**Отрывок текста**
>>>>>
Я.П.: Уже практически за бесценок. Буквально на прошлой неделе Лукашенко издал указ, позволяющий продавать предприятие за 20 долларов. Если оно убыточное.

С.Л.: Тогда так: да, за бесценок, зато хорошим олигархам, политически грамотным. Например, иранским, которые платят деньгами, отнятыми у мирового капитала. Словом, отступать всегда есть куда — в том смысле, что пространство для «правильных» точек зрения неиссякаемо по своей природе. Вот вам теория фракталов в действии.

Я.П.: Хорошо, с оптимизмом министров и директоров вроде бы всё понятно: как им не радоваться, если они всё ещё на своих местах, а места эти, с другой стороны, обязывают к эйфории и восторгу. Министру, который говорит, что вскоре всё рухнет, быстро урежут его «право на труд». Но зачем они так энергично жалуются, пытаясь превзойти друг друга, словно певцы на конкурсе? Это ведь, насколько я понимаю, в их должностные обязанности не входит.

С.Л.: Ну почему же? Трудности объективны («зима», «коварство Москвы», «жадность Газпрома»), достижения субъективны. Чем значительнее были «объективные» трудности, тем ценнее вклад людей, которые их преодолевают. Такое соотношение между «объективными» и «субъективными» факторами, собственно, и позволяет смотреть с оптимизмом в будущее. Или изображать его на лице.

Я. П.: Но я стал замечать что-то другое. Во-первых, увеличился удельный вес истерии — по отношению к пафосному, торжествующему спокойствию. Во-вторых, баланс между «объективными» и «субъективными» факторами — я в принципе согласен с тем, что ты говоришь — слегка нарушен. Взять ту же строительную отрасль, которую, по словам Лукашенко, уже развалили. Белорусы (и белорусские строители в том числе), как известно, славятся своим трудолюбием, аккуратностью, терпимостью и пр. А тут, оказывается, что даже министр внутренних дел, который славится теми же самыми качествами, «приходит в бешенство», когда ему приходится общаться с ними.

С.Л.: В данном конкретном случае речь идет об особых строителях. И особых способах их использования. Ты, наверное, в курсе, что белорусские функционеры настолько хороши как менеджеры, что их часто бросают на, так сказать, смежные сферы и области. Например, министр внутренних дел курирует строительство какого-нибудь объекта, в нашем случае — стадиона Минск-Арена. Заодно он контролирует исполнение президентского декрета № 18 «О дополнительных мерах государственной защиты детей в неблагополучных сферах». Т.е. в случае со строительством Минск-Арена мы имеем дело со специфическим социальным экспериментом, в котором эти обе курируемые г-н Наумовым сферы, как бы синтезируются в одну. В результате в строительстве участвуют порядка 300 человек, лишенных родительских прав — тех самых «тунеядцев, алкоголиков».
<<<<<
**Записи**
>>>>>
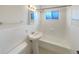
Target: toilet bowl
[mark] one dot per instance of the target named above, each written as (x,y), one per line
(34,37)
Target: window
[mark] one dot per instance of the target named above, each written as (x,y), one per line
(34,15)
(52,15)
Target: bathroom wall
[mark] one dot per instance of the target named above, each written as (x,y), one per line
(73,26)
(10,14)
(13,30)
(54,27)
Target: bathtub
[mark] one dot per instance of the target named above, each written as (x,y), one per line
(54,44)
(12,38)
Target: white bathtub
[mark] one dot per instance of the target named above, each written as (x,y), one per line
(11,36)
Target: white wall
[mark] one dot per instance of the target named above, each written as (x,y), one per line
(73,26)
(13,14)
(13,30)
(53,27)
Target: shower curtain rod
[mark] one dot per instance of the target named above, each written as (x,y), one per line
(55,7)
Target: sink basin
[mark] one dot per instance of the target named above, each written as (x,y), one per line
(35,35)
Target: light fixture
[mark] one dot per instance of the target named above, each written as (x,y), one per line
(31,7)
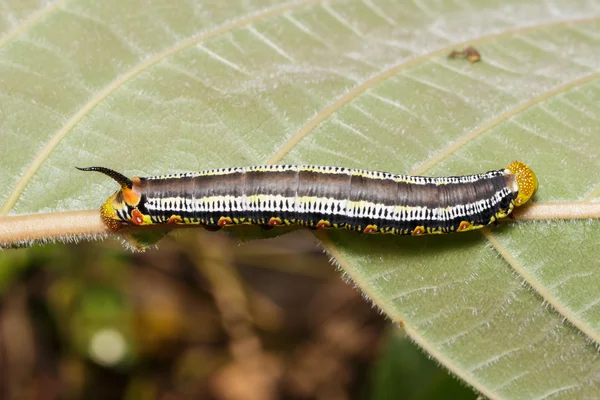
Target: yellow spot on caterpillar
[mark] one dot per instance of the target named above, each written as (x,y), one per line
(323,224)
(527,182)
(224,221)
(464,226)
(137,217)
(418,231)
(275,221)
(175,219)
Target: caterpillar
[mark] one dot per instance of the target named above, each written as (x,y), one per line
(319,197)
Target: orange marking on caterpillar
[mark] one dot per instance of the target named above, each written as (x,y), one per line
(224,221)
(370,229)
(175,219)
(464,225)
(274,221)
(418,231)
(137,217)
(323,224)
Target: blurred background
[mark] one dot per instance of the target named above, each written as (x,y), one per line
(207,316)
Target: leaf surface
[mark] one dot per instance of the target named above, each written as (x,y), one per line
(165,86)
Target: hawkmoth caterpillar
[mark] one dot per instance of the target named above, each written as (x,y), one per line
(319,197)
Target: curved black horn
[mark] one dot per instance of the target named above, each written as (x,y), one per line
(124,181)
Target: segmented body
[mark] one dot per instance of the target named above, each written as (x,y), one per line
(318,197)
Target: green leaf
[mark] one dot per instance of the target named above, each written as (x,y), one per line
(174,85)
(404,372)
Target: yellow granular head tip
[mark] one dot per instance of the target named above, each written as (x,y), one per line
(526,181)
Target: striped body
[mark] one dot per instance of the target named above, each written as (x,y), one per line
(321,197)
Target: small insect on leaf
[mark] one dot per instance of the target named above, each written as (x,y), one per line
(470,53)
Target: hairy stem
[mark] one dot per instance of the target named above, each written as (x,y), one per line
(25,229)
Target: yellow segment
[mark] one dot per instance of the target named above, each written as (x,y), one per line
(526,181)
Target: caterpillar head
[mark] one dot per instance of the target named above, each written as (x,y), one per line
(525,179)
(120,208)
<<<<<
**Задание**
Перепишите из отрывка слово в слово часть от «С.Л.: Тогда так: да, за» до «обязанности не входит.».

**Решение задания**
С.Л.: Тогда так: да, за бесценок, зато хорошим олигархам, политически грамотным. Например, иранским, которые платят деньгами, отнятыми у мирового капитала. Словом, отступать всегда есть куда — в том смысле, что пространство для «правильных» точек зрения неиссякаемо по своей природе. Вот вам теория фракталов в действии.

Я.П.: Хорошо, с оптимизмом министров и директоров вроде бы всё понятно: как им не радоваться, если они всё ещё на своих местах, а места эти, с другой стороны, обязывают к эйфории и восторгу. Министру, который говорит, что вскоре всё рухнет, быстро урежут его «право на труд». Но зачем они так энергично жалуются, пытаясь превзойти друг друга, словно певцы на конкурсе? Это ведь, насколько я понимаю, в их должностные обязанности не входит.